__TASK PROMPT__.
Reproduce the rows from the beginning through the line containing "pixel 40 117", inclusive, substituting "Label" for every "Target" and leaving everything else unchanged.

__DATA FOR THIS EXERCISE__.

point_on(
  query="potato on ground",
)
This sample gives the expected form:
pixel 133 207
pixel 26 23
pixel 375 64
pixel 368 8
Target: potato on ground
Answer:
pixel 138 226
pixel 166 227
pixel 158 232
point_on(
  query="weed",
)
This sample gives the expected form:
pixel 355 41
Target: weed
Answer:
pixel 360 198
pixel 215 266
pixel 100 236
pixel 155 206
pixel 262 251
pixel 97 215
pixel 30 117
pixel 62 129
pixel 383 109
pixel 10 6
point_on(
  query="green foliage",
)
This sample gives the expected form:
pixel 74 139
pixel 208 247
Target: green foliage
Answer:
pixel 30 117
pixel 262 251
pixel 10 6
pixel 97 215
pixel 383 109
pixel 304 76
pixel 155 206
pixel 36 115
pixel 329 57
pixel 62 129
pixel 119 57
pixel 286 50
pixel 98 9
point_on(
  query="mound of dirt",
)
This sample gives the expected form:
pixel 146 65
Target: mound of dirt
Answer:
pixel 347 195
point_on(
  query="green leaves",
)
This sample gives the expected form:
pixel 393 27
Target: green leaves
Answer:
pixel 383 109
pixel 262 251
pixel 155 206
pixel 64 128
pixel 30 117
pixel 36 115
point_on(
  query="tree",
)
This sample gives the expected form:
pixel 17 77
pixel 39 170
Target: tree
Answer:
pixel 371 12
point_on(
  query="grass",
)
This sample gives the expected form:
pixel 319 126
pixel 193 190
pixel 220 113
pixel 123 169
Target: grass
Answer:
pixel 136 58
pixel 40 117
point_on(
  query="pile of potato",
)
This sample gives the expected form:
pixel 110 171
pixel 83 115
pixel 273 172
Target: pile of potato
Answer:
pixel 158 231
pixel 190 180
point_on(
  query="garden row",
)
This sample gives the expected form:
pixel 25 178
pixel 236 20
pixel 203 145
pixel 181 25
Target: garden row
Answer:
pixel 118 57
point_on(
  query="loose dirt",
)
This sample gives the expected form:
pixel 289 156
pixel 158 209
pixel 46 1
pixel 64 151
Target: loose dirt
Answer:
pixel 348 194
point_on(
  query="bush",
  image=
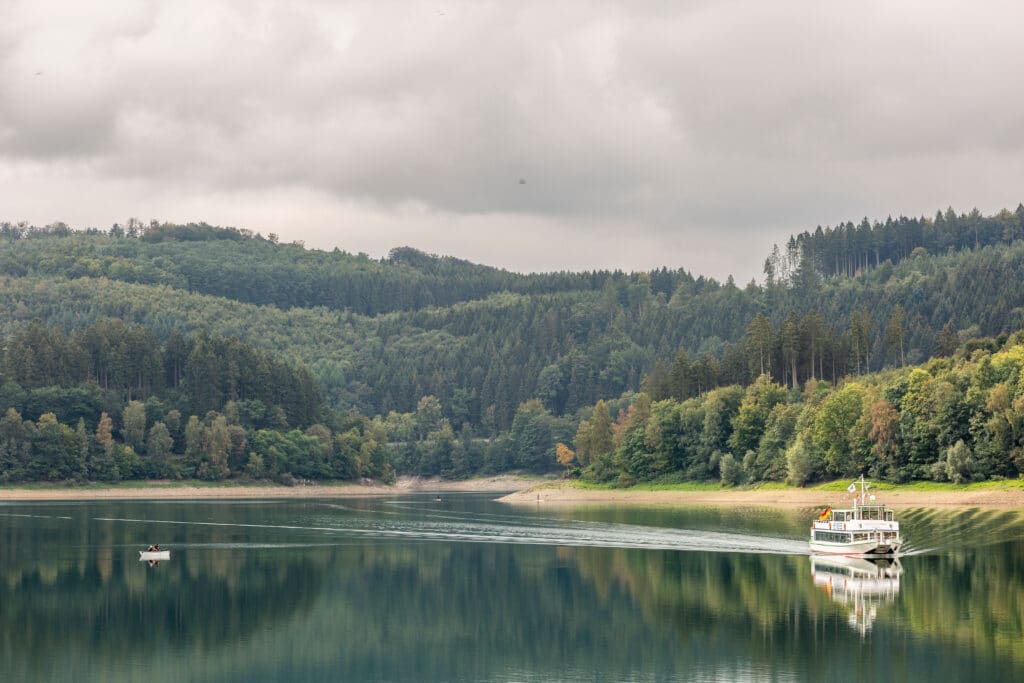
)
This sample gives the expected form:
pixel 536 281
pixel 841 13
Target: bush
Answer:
pixel 730 471
pixel 960 463
pixel 798 463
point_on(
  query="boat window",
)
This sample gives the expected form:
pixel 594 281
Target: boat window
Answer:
pixel 832 537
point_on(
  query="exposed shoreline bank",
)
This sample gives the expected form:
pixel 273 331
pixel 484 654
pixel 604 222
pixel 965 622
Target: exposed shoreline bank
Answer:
pixel 564 494
pixel 176 489
pixel 526 491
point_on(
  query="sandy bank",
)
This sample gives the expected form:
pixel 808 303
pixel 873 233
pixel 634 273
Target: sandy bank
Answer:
pixel 564 495
pixel 173 489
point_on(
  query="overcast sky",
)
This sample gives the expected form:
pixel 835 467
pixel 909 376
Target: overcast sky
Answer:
pixel 534 136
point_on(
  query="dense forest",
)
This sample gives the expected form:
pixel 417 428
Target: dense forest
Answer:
pixel 464 368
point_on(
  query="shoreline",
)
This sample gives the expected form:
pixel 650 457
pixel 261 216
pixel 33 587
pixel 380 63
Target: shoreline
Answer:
pixel 183 491
pixel 522 491
pixel 564 495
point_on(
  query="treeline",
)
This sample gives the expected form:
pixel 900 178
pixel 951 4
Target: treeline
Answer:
pixel 597 337
pixel 957 419
pixel 800 348
pixel 107 364
pixel 849 249
pixel 109 402
pixel 237 264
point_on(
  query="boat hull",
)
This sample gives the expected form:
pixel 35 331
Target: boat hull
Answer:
pixel 144 555
pixel 860 549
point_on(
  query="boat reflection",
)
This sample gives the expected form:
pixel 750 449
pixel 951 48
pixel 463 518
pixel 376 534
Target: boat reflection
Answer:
pixel 862 585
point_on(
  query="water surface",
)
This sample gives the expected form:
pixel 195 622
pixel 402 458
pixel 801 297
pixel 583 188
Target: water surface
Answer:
pixel 466 589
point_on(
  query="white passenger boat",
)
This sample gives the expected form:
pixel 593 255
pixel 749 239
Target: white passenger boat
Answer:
pixel 866 529
pixel 154 555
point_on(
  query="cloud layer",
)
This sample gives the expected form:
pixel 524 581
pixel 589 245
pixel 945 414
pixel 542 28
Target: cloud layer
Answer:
pixel 531 135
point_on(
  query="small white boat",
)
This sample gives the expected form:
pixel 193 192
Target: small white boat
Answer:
pixel 866 529
pixel 154 555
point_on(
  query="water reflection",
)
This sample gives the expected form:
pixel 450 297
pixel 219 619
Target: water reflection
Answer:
pixel 261 592
pixel 860 585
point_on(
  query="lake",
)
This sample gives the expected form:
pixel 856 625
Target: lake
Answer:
pixel 467 589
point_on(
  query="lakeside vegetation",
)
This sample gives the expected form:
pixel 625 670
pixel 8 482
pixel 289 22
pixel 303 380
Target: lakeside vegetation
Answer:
pixel 189 351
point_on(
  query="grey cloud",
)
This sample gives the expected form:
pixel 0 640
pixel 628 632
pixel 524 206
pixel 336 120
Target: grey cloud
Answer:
pixel 673 119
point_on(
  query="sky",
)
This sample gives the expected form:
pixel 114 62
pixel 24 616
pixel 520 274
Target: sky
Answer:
pixel 529 135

__RESULT FOR THIS EXERCISE__.
point_on(
  query="potato on ground",
)
This sample gives the expected form:
pixel 133 207
pixel 26 23
pixel 375 64
pixel 368 8
Label: potato on ground
Answer:
pixel 138 226
pixel 166 227
pixel 158 232
point_on(
  query="weed",
)
This sample gives the expected form:
pixel 355 41
Label: weed
Answer:
pixel 360 198
pixel 215 266
pixel 100 236
pixel 155 206
pixel 262 251
pixel 97 215
pixel 30 117
pixel 62 129
pixel 383 109
pixel 10 6
point_on(
  query="green foliage",
)
This sample gives the expected form:
pixel 74 139
pixel 208 247
Label: green foliage
Answer:
pixel 30 117
pixel 262 251
pixel 10 6
pixel 97 215
pixel 383 109
pixel 304 76
pixel 155 206
pixel 36 115
pixel 329 57
pixel 62 129
pixel 119 57
pixel 286 50
pixel 98 9
point_on(
  query="mound of dirt",
)
This sample gives the expected form:
pixel 146 65
Label: mound of dirt
Answer:
pixel 347 195
point_on(
  query="green leaves",
)
This sample gives the expected form:
pixel 393 27
Label: green leaves
Answer:
pixel 383 109
pixel 262 251
pixel 155 206
pixel 64 128
pixel 30 117
pixel 36 115
point_on(
  query="tree",
)
This sample gives the expected form:
pixel 17 77
pixel 39 170
Label: tree
Answer:
pixel 371 12
point_on(
  query="grass",
)
This sample gives the expected form:
pixel 319 126
pixel 193 190
pixel 220 113
pixel 123 169
Label: grass
Answer:
pixel 136 58
pixel 40 117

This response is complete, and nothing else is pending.